--- START RECORDS FOR PROCESSING ---
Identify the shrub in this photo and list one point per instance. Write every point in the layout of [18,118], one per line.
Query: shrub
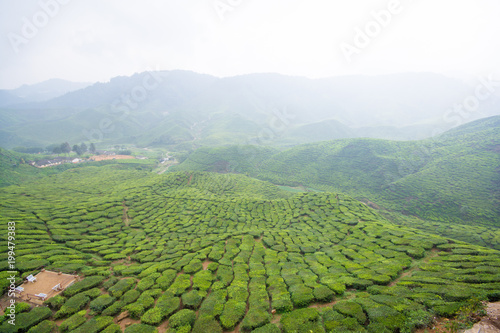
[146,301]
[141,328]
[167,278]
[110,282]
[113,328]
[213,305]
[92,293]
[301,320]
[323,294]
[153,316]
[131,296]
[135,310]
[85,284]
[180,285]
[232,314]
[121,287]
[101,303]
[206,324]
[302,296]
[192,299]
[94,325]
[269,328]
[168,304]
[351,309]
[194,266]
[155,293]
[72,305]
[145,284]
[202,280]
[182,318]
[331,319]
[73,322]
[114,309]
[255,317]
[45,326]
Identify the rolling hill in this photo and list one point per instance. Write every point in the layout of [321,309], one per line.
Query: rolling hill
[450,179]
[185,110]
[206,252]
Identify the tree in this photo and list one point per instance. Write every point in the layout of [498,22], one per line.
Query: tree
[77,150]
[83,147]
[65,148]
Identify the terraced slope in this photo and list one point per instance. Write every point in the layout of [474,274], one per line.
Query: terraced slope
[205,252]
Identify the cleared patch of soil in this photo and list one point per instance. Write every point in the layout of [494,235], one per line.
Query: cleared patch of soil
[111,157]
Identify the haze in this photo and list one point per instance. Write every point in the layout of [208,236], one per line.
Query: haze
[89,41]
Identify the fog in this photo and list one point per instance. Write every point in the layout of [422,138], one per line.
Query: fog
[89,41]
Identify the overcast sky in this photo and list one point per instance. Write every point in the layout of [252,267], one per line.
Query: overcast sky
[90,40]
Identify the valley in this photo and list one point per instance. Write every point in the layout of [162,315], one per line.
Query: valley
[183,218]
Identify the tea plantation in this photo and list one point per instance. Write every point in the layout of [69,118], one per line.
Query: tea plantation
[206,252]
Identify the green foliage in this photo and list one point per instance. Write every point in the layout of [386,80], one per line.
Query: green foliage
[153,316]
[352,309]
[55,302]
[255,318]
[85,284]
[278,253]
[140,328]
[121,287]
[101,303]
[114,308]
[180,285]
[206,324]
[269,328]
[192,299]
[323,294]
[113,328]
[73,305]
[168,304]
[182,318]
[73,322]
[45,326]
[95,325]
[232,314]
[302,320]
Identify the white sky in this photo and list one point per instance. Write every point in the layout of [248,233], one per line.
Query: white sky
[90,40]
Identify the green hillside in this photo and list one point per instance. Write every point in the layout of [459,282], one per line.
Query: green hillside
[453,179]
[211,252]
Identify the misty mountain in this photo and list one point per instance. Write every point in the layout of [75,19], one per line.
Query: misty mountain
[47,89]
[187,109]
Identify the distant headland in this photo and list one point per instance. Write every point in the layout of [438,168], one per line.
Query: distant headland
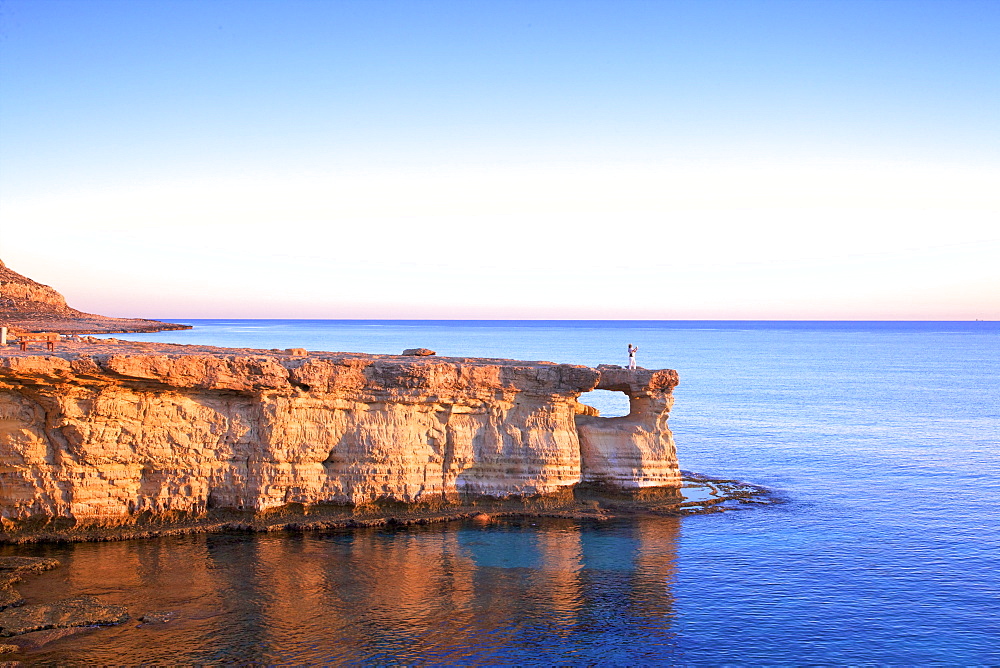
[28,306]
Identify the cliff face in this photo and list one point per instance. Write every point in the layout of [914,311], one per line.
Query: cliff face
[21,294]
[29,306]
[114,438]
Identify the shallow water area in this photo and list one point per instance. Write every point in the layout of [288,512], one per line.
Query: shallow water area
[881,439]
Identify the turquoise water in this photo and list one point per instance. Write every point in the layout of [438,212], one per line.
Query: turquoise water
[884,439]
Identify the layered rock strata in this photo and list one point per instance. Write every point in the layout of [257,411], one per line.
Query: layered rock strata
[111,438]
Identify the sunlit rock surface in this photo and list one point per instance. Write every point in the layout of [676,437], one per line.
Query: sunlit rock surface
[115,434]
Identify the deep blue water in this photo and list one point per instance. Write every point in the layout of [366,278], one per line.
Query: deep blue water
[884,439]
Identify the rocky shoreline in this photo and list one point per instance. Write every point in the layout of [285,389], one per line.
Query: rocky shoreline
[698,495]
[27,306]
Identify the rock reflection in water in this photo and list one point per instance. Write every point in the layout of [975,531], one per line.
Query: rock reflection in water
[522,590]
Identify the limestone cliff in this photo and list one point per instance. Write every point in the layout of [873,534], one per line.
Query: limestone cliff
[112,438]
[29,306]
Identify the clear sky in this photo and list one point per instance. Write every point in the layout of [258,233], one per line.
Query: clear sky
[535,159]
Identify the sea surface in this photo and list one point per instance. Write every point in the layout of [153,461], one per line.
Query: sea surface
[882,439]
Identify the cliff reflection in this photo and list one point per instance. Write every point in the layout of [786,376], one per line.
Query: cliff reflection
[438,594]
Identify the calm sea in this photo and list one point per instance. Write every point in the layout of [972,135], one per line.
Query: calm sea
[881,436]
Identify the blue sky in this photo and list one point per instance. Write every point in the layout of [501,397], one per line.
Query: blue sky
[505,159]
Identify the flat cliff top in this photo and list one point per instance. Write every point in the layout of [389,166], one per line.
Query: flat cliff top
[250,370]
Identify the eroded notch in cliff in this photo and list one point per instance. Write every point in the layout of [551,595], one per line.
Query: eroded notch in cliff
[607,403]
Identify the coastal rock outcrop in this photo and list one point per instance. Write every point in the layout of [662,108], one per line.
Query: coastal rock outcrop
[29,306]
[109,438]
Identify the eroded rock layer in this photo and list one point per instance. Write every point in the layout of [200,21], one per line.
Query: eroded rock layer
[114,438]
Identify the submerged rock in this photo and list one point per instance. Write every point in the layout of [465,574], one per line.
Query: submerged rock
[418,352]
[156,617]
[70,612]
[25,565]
--- END RECORDS FOR PROCESSING ---
--- START RECORDS FOR PROCESSING ---
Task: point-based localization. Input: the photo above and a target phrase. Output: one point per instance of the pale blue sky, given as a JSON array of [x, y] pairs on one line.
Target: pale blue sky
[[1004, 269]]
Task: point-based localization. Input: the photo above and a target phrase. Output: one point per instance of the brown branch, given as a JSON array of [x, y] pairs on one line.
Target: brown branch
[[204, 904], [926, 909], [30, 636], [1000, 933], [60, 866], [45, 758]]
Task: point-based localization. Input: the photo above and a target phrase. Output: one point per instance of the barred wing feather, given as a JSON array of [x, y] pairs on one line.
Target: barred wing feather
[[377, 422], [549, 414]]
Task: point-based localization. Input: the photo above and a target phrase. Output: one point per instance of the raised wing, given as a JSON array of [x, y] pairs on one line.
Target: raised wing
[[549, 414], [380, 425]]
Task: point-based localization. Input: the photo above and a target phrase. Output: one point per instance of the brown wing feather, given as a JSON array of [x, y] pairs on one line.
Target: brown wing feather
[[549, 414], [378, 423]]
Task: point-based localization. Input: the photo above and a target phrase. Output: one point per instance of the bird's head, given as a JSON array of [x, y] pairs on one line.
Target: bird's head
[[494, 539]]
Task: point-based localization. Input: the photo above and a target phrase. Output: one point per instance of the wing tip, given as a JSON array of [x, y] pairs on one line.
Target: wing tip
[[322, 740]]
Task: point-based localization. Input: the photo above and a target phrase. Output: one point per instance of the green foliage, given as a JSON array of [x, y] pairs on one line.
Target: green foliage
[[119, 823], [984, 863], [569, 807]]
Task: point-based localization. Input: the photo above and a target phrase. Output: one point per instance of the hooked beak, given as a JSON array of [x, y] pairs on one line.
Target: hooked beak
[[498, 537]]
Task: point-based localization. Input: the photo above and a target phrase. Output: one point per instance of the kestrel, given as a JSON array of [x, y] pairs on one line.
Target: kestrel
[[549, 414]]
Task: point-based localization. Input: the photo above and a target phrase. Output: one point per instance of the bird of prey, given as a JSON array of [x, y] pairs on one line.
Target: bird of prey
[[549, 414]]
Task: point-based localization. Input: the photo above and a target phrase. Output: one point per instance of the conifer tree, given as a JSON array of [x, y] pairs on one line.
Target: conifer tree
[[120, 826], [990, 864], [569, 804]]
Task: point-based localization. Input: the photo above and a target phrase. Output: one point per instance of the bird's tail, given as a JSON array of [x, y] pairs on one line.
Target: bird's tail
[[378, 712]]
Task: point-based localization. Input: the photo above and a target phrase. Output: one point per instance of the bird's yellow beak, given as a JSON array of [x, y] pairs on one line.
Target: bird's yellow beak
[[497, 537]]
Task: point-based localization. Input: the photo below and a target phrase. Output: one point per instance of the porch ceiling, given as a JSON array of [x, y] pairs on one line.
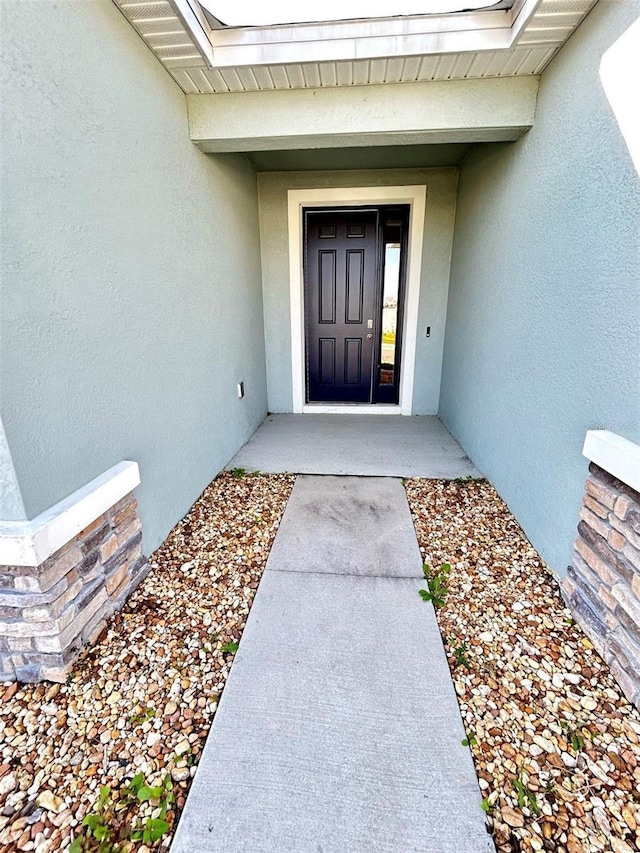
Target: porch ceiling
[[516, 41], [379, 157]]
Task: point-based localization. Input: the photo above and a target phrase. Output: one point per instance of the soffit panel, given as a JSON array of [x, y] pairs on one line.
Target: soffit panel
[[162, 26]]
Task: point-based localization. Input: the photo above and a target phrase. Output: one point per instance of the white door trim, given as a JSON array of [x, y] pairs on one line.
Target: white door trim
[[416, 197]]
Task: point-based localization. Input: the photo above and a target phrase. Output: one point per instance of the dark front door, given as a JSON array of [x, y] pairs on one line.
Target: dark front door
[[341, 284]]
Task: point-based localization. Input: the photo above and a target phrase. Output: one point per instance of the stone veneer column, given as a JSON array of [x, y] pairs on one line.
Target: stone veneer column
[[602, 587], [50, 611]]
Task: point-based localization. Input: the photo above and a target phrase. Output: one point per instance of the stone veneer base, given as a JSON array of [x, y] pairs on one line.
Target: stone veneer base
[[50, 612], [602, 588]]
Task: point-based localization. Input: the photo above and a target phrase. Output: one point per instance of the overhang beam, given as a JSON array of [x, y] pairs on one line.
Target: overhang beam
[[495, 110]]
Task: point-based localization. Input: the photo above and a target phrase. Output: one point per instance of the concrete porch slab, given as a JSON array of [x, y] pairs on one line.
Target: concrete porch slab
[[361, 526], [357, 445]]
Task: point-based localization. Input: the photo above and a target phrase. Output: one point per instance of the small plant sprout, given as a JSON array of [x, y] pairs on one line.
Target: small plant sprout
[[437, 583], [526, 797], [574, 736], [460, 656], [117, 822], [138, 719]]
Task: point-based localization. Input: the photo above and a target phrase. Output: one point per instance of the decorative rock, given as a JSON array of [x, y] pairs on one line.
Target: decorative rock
--- END RECORDS FOR PROCESSING ---
--- START RECORDS FOR PROCESSING ---
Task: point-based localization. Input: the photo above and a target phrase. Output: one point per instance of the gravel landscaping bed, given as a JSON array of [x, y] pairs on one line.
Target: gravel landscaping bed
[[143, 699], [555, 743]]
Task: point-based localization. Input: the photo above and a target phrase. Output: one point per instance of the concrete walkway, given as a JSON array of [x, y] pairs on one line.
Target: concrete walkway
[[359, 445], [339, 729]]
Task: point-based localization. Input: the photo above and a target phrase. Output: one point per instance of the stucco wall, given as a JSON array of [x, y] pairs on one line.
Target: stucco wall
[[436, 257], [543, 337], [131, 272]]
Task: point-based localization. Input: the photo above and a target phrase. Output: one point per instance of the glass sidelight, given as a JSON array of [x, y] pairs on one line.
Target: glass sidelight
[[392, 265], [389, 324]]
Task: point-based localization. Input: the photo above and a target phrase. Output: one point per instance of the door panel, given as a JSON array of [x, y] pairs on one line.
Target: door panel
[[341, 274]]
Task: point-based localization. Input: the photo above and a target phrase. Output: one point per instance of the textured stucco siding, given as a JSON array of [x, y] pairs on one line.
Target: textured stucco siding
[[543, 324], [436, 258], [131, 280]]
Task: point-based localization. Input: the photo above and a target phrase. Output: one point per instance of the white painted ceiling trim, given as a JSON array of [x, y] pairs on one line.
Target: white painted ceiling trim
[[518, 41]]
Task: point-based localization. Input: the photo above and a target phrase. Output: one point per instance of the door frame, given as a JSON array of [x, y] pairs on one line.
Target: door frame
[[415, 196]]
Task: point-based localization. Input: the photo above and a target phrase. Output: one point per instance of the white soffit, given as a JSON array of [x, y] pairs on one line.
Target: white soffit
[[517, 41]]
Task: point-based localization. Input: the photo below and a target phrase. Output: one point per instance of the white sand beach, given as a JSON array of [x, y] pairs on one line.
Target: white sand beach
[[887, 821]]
--- END RECORDS FOR PROCESSING ---
* _EXERCISE DIRECTIONS_:
Edit the lines starting with the line that contains "of the green" and going on through the line that contains "[[119, 823], [984, 863], [569, 807]]", changing "foliage" to "leaves" and keeping everything else the same. Return only those lines.

* _SOLUTION TO THIS EXERCISE_:
Task: point-based localization. Input: the photo above and a target phrase. Output: one point per instance of the green leaves, given as a JSON array of [x, y] pairs on one line.
Target: green leaves
[[119, 823], [984, 863], [569, 807]]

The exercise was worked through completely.